:: Text provided ::

_ _ _ _

The counting-from-the-beginning algorithm obviously demands that you know the length of the list. If you can’t track the length so that you know it ahead of time, you can determine the length only by a full-list traversal. There doesn’t seem to be much hope for getting this algorithm down to a single traversal.

Try reconsidering the previous linear time algorithm, which required only one traversal but was rejected for requiring too much storage. Is it possible to reduce the storage requirements of this approach?

When you reach the end of the list, you are really interested in only one of the m elements you’ve been tracking - the element that is m elements behind your current position. You are tracking the rest of the m elements merely because the element m behind your current position changes every time your position advances. Keeping a queue m elements long whereby you add the current element to the head and remove an element from the end every time you advance your current position ensures that the last element in the queue is always m elements behind your current position.

In effect, you are using this m element data structure to make it easy to implicitly advance an m-behind pointer in lock step with your current position pointer. However, this data structure is unnecessary - you can explicitly advance the m-behind pointer by following each element’s next pointer just as you do for your current position pointer. This is as easy as (or perhaps easier than) implicitly advancing by shifting through a queue, and it eliminates the need to track all the elements between your current position pointer and your m-behind pointer. This algorithm seems to be the one you’ve been looking for: linear time, a single traversal, and negligible storage requirements. Now you just need to work out the details.

You’ll use two pointers: a current position pointer and an m-behind pointer. You will have to ensure that the two pointers are actually spaced m elements apart; then you can advance them at the same rate. When your current position is the end of the list, m-behind will point to the mth-to-last element. How can you get the pointers spaced properly? If you count elements as you traverse the list, you can move the current position pointer to the mth element of the list. If you then start the m-behind pointer at the beginning of the list, they will be spaced m elements apart.

Are there any error conditions you need to watch for? If the list is less than m elements long, then there is no mth-to-last element. In such a case, you would run off the end of the list as you tried to advance the current position pointer to the mth element, possibly dereferencing a null pointer in the process. Therefore, check that you don’t hit the end of the list while doing this initial advance.

_ _ _ _

:: Data extract ::

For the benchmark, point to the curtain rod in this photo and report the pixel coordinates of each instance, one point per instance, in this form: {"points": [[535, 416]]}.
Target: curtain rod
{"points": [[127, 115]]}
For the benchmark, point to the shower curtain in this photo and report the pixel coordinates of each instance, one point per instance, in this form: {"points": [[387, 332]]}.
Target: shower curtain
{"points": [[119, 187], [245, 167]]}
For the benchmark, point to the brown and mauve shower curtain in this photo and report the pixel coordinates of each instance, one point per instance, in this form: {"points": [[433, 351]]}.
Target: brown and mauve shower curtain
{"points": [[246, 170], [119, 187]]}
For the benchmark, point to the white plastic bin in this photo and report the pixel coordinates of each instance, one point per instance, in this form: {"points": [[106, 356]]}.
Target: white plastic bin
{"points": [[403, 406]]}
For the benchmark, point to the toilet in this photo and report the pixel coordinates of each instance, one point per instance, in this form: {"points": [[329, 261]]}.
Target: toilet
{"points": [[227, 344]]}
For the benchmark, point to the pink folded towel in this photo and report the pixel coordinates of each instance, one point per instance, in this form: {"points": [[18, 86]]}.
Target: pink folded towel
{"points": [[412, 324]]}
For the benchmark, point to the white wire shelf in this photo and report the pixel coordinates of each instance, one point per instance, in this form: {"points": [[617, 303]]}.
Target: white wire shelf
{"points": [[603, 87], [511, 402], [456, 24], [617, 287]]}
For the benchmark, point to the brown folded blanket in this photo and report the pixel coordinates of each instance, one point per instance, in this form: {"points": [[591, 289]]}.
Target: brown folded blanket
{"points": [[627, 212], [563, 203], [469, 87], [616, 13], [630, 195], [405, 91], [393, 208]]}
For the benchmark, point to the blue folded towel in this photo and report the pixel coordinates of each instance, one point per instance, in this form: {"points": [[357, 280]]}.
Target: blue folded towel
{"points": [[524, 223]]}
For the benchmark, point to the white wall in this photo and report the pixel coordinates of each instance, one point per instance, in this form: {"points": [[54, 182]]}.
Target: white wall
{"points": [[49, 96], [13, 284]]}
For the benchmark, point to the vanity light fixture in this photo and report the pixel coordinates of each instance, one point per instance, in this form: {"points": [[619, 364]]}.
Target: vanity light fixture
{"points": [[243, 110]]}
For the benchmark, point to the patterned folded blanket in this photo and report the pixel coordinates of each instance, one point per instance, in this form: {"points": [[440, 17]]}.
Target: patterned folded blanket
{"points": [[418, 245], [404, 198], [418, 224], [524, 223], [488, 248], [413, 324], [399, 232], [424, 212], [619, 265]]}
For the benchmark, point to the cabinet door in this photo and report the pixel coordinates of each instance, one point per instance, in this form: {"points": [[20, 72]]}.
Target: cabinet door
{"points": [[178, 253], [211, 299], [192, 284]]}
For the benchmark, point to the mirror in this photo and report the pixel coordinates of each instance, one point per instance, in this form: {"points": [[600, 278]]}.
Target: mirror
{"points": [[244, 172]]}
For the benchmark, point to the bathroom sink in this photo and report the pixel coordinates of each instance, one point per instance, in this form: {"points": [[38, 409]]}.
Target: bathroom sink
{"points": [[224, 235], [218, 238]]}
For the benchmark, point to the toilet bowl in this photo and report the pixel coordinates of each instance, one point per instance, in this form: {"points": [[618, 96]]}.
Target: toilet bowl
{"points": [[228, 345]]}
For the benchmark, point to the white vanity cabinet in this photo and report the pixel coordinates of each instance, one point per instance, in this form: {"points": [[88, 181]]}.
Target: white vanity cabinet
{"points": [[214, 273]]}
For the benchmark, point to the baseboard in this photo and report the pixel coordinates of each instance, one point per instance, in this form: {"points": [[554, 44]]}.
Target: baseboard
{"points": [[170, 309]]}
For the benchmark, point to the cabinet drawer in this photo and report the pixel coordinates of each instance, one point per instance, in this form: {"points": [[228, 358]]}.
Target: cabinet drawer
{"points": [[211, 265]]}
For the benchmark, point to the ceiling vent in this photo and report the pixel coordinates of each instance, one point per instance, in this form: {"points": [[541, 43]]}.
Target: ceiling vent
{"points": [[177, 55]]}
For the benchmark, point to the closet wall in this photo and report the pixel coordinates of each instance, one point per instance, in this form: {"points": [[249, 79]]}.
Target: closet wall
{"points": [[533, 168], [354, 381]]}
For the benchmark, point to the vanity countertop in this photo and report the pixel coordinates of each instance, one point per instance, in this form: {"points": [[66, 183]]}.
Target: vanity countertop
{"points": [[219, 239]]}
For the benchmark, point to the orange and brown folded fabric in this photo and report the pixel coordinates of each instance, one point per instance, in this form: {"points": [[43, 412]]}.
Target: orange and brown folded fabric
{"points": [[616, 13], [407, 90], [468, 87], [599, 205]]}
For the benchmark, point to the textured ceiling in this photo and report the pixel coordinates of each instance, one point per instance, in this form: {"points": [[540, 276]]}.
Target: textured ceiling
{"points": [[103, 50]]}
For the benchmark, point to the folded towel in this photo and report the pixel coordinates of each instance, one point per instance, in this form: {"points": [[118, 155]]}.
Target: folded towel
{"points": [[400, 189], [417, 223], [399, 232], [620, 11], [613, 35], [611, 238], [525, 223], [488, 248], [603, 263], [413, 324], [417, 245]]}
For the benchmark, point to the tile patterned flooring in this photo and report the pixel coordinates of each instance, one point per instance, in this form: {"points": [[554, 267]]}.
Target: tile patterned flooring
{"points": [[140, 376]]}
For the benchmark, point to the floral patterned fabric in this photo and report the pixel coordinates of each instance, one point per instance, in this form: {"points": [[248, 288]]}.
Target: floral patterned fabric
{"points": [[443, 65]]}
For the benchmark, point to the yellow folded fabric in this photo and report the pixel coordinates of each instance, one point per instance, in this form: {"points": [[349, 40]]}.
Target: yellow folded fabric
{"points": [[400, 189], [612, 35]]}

_ _ _ _

:: Aim A ::
In the text on finding the mth-to-last element of a linked list, where does the m-behind pointer point once the current position reaches the end of the list?
:: Aim B ::
Carry the linked-list text forward from its final sentence, keeping the same voice and line of reasoning.

:: Written response A ::
It points to the mth-to-last element.

:: Written response B ::
With this caveat in mind, you can implement the algorithm. Note that it’s easy to introduce off-by-one errors in any code that spaces any two things m items apart or counts m items from a given point. You may want to refer to the exact definition of “mth to last” given in the problem and try a little example on paper to make sure you get your counts right, particularly in the initial advancement of the current pointer.

 Element *findMToLastElement( Element *head, int m ){     Element *current, *mBehind;     int i;     /* Advance current m elements from beginning,      * checking for the end of the list      */     current = head;    for (i = 0; i < m; i++) {        if (current->next) {            current = current->next;        } else {            return NULL;        }    }    /* Start mBehind at beginning and advance pointers     * together until current hits last element     */    mBehind = head;    while( current->next ){        current = current->next;        mBehind = mBehind->next;    }    /* mBehind now points to the element we were     * searching for, so return it     */     return mBehind; }

List Flattening

Important

Start with a standard doubly-linked list. Now imagine that in addition to next and previous pointers, each element has a child pointer, which may or may not point to a separate doubly-linked list. These child lists may have one or more children of their own, and so on, to produce a multilevel data structure, as shown in Figure 4-3.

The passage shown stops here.